======== Provided material

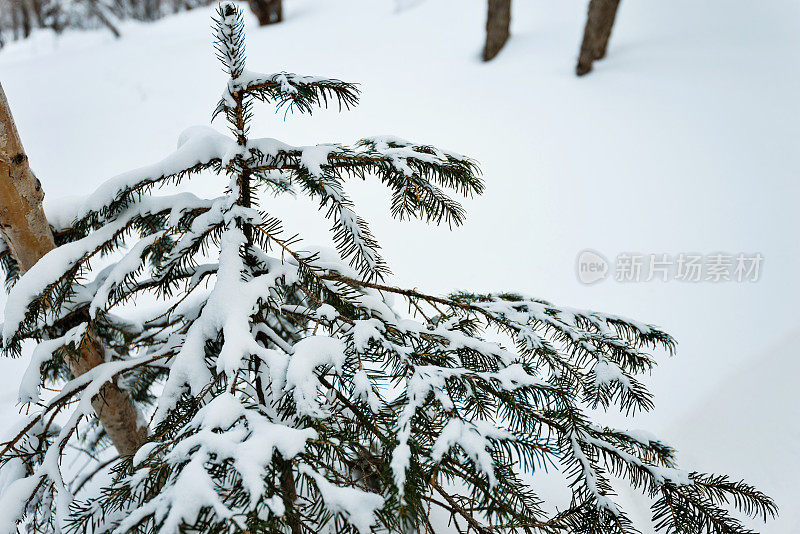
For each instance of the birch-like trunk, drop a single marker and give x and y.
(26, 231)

================
======== Provided material

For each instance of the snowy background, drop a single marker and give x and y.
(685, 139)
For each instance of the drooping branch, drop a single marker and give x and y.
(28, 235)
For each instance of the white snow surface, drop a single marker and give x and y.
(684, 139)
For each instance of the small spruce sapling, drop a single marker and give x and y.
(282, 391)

================
======== Provided material

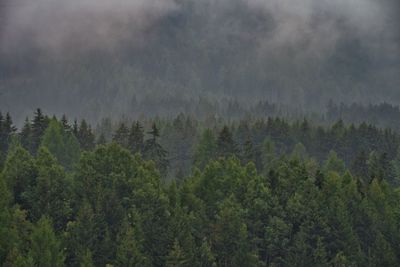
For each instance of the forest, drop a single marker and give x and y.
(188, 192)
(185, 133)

================

# [Aim of the exercise]
Find each line in the records that contains the word "sapling" and copy it out in full.

# [Exercise output]
For each instance of the small spruce sapling, drop a single marker and give x and y.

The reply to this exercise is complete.